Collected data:
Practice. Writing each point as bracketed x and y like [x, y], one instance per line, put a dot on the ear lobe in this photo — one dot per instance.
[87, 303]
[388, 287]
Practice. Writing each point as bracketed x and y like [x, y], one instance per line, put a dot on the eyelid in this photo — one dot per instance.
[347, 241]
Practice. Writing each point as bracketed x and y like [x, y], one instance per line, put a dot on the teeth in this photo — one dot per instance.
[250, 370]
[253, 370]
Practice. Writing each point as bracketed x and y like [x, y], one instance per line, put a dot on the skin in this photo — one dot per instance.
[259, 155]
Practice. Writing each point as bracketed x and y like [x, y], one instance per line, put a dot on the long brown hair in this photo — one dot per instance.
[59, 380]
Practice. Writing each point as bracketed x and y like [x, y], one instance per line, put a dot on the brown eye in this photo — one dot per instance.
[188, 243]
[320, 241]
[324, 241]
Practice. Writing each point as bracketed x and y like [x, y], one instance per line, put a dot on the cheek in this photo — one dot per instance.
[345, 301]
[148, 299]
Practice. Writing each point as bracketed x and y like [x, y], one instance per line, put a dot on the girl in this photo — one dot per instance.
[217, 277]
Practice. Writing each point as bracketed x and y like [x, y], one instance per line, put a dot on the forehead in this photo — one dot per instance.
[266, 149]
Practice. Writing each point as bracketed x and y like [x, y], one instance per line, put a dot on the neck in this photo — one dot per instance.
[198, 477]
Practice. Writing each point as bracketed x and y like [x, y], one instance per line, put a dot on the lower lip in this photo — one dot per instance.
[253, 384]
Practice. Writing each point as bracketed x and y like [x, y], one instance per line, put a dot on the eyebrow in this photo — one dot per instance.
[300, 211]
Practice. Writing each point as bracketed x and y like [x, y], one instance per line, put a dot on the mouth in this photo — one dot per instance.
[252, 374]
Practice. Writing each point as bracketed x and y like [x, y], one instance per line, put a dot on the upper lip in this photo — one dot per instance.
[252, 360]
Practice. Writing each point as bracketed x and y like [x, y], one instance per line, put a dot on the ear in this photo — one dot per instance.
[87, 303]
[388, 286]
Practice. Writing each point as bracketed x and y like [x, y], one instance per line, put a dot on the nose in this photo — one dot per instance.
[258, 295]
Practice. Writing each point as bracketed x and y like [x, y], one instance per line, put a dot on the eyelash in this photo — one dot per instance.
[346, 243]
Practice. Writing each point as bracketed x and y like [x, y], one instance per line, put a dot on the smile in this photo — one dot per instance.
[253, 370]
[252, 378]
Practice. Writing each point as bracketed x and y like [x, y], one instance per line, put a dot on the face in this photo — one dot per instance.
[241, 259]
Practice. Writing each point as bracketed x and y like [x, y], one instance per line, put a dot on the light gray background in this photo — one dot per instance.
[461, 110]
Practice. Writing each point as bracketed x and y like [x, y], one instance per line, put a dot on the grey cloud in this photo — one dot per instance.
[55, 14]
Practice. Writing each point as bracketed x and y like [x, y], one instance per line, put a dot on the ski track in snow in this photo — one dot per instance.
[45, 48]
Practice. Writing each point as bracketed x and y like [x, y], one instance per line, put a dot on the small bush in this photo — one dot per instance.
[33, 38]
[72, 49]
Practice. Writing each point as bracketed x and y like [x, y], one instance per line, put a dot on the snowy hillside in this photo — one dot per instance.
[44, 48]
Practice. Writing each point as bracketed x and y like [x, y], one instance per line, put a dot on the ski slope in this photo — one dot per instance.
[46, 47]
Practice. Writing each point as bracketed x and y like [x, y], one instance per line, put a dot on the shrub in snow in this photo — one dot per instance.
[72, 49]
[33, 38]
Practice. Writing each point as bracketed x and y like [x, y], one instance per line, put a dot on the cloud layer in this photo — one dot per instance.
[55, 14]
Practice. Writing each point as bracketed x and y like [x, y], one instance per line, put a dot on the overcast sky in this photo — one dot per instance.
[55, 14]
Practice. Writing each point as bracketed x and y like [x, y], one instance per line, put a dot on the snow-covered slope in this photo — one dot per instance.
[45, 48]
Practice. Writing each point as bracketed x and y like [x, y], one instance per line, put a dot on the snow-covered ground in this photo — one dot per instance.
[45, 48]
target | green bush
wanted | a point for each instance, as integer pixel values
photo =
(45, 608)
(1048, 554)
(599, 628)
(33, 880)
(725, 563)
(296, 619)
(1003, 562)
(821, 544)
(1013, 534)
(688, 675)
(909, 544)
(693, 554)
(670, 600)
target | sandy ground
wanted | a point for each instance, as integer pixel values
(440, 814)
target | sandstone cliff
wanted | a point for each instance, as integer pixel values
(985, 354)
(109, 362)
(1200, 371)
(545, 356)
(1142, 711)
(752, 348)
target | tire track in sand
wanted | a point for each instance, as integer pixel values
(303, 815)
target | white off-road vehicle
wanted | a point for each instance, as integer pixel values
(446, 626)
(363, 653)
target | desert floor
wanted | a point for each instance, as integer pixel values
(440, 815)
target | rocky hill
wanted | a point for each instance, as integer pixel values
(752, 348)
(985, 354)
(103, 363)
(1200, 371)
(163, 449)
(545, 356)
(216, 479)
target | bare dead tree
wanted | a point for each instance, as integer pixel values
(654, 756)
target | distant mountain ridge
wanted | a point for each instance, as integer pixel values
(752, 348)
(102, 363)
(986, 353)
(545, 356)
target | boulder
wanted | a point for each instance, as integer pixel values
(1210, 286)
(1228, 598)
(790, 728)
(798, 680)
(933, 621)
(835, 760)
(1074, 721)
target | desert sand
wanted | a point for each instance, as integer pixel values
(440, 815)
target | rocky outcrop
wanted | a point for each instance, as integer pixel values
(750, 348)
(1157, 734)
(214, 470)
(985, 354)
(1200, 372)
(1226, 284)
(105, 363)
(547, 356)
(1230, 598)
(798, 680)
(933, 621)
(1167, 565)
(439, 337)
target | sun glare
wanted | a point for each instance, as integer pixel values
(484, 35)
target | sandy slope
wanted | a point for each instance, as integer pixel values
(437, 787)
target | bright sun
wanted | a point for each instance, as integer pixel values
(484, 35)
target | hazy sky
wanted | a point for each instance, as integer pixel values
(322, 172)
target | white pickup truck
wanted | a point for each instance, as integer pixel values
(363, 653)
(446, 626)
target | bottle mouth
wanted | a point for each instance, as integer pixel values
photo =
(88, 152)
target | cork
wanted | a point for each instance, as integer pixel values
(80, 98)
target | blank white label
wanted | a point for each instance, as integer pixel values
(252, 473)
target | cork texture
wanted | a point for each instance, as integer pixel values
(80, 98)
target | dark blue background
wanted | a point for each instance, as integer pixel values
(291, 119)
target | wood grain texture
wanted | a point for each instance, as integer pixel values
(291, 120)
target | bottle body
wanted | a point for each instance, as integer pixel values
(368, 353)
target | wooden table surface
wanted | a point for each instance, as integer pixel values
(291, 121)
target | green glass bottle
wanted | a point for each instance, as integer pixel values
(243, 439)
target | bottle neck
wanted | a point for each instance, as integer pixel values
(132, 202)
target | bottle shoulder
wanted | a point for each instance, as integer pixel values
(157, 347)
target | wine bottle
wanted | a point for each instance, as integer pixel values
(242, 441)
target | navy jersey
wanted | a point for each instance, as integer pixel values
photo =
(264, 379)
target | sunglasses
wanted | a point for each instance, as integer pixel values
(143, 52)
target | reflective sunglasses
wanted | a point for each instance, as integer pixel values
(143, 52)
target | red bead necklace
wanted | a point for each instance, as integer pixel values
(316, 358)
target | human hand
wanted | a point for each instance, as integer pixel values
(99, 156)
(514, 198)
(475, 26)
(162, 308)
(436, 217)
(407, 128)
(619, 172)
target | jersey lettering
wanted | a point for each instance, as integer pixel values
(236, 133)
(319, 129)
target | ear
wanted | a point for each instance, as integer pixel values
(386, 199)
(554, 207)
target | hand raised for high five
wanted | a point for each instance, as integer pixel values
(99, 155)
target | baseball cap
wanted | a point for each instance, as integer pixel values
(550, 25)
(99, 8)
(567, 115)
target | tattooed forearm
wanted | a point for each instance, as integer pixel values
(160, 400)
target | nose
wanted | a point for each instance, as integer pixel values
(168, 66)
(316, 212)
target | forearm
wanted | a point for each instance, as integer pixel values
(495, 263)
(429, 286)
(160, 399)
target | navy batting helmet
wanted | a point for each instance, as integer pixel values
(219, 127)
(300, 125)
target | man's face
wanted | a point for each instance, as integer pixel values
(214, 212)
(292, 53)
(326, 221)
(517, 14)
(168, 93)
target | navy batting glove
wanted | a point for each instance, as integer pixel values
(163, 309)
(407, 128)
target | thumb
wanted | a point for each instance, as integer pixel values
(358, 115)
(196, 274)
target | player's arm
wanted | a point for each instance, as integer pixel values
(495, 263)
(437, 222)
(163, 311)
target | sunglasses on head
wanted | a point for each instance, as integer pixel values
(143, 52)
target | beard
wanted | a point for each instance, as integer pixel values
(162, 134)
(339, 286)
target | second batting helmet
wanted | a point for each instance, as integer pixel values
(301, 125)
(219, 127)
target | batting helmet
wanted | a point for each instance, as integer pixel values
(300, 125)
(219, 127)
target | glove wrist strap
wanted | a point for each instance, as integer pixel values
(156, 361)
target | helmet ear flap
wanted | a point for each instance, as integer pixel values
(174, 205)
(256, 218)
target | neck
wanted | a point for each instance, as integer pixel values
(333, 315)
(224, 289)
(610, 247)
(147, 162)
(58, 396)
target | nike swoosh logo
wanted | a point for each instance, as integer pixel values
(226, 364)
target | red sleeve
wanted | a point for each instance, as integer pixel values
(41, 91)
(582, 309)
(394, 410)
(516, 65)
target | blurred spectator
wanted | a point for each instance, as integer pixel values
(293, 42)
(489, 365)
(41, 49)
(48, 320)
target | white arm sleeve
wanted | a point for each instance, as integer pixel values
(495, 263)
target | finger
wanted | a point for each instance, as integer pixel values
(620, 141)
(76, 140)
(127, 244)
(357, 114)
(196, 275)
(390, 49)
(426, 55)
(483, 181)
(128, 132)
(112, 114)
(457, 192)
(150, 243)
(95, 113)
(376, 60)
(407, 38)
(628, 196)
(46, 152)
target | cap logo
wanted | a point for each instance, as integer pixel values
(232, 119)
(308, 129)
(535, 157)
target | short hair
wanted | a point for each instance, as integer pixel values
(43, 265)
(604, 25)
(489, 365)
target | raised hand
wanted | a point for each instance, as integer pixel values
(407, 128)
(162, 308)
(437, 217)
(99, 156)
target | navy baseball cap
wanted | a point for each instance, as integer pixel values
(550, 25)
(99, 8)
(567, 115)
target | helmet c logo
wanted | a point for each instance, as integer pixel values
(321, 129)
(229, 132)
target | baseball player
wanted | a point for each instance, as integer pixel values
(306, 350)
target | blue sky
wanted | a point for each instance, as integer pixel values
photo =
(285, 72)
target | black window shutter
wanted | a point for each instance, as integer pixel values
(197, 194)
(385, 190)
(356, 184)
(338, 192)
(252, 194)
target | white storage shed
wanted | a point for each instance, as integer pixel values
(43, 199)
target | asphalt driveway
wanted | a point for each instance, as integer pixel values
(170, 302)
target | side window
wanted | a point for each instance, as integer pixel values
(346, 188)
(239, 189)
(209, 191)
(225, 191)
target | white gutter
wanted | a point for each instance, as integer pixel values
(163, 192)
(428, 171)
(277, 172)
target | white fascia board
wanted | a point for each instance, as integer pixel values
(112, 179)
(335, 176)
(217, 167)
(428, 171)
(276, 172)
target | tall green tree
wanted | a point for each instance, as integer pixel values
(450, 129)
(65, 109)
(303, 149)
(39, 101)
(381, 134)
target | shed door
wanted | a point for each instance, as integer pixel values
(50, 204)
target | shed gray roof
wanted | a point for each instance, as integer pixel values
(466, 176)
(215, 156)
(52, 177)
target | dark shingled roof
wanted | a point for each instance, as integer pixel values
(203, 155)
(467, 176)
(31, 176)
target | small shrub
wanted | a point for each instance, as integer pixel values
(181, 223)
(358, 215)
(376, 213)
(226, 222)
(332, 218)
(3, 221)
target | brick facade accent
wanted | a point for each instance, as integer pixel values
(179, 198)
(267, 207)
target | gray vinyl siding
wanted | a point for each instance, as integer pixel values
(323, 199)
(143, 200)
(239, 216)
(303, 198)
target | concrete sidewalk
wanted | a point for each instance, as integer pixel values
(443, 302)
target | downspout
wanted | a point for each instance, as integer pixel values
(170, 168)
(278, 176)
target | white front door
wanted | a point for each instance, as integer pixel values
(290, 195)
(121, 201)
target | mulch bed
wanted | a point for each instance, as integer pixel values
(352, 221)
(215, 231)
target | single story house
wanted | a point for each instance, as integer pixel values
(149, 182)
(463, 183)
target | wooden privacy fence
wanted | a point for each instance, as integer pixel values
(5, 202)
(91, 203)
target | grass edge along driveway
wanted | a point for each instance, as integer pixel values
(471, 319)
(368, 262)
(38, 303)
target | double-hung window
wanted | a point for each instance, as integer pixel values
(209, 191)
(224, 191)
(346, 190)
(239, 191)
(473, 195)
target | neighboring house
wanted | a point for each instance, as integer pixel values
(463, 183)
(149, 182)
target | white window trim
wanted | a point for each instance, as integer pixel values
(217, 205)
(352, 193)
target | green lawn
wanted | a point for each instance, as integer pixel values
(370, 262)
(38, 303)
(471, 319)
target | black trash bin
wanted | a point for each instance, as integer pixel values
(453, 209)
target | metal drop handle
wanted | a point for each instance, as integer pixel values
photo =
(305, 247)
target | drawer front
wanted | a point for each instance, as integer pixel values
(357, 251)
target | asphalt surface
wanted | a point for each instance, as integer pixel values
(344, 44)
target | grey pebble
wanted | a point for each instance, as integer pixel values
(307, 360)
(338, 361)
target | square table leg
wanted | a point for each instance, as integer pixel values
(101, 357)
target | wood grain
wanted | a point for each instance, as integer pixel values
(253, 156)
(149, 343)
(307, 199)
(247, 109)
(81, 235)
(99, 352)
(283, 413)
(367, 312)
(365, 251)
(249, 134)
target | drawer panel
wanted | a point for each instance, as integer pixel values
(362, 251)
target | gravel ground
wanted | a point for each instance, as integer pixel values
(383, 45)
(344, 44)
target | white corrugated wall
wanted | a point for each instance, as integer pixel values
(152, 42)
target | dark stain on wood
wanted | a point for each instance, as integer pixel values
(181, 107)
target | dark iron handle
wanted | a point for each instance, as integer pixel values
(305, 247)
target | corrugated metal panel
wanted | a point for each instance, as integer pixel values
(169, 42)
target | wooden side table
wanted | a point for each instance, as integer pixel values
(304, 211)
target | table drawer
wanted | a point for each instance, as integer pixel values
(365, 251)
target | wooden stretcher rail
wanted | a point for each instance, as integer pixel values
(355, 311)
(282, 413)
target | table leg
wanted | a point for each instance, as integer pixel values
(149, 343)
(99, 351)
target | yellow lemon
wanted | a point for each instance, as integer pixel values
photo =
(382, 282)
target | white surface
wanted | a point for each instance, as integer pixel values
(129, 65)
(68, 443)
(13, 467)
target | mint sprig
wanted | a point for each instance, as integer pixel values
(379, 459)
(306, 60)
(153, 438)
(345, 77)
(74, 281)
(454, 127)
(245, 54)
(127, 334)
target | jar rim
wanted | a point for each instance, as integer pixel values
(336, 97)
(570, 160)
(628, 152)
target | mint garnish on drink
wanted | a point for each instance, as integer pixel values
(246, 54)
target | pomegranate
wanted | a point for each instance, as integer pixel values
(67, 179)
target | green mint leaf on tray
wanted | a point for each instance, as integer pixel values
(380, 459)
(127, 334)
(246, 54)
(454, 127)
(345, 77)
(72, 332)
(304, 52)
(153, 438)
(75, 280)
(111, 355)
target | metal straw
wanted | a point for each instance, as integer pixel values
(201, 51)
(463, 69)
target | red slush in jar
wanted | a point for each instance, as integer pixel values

● What is required: Above are the records; report how many of their lines hold the string "raised", with no other words.

● Answer to the problem: 2